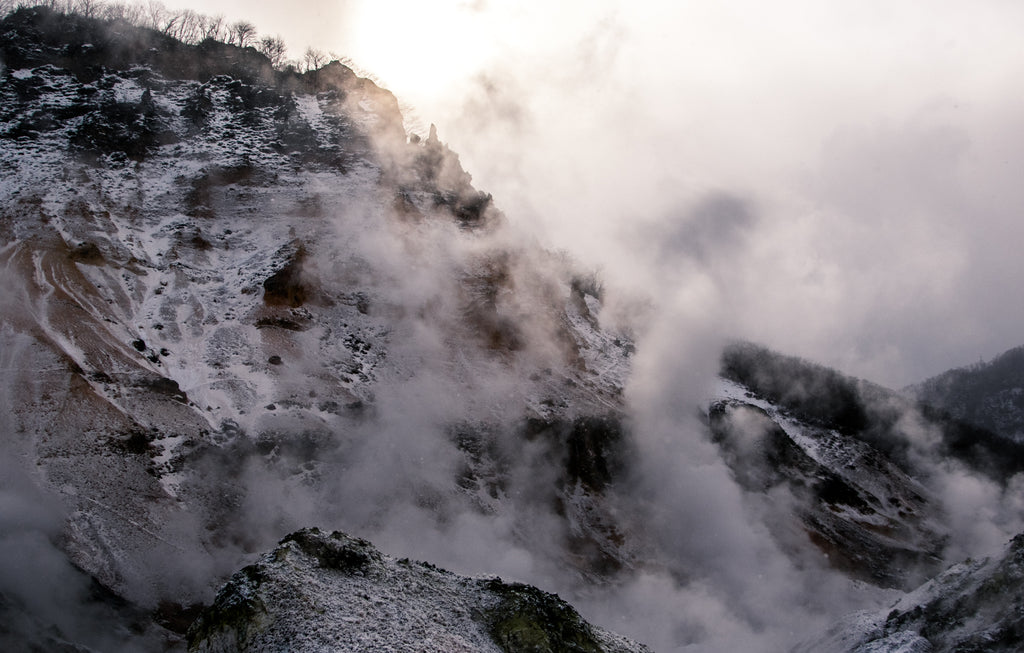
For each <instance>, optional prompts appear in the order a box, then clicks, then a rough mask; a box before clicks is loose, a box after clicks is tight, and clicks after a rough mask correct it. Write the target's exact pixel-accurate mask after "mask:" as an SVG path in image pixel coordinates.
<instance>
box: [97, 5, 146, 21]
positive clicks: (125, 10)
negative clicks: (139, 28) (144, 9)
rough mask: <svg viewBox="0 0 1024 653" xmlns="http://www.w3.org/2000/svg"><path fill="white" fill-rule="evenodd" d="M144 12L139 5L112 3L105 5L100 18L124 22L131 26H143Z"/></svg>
mask: <svg viewBox="0 0 1024 653" xmlns="http://www.w3.org/2000/svg"><path fill="white" fill-rule="evenodd" d="M143 12H144V10H143V8H142V6H141V5H138V4H128V3H127V2H112V3H110V4H105V5H103V7H102V9H101V11H100V16H101V17H103V18H106V19H108V20H123V21H124V23H127V24H129V25H135V26H141V25H142V23H143V18H142V15H143Z"/></svg>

■ ■ ■ ■

Rewrite the rows above with "rough mask" replaced by "coarse mask" wherever it occurs, changing nothing else. Leave the picture out.

For each <instance>, optional prompts appear in the order a box, then clicks, then a coarse mask; a box before clicks is loose, a box after clicks is tight, and clicks after a coarse mask correct it. Write the target's exact pixel-accurate mask after "mask:" as an SVG path in image pixel coordinates.
<instance>
box: [97, 5, 146, 21]
positive clicks: (125, 10)
negative clicks: (139, 28) (144, 9)
coarse mask: <svg viewBox="0 0 1024 653" xmlns="http://www.w3.org/2000/svg"><path fill="white" fill-rule="evenodd" d="M144 12L139 5L112 3L105 5L100 18L124 22L131 26H143Z"/></svg>
mask: <svg viewBox="0 0 1024 653" xmlns="http://www.w3.org/2000/svg"><path fill="white" fill-rule="evenodd" d="M143 12H144V10H143V8H142V6H141V5H138V4H128V3H127V2H112V3H110V4H105V5H103V7H102V9H101V11H100V16H101V17H103V18H106V19H108V20H123V21H124V23H127V24H129V25H135V26H141V25H142V23H143V18H142V15H143Z"/></svg>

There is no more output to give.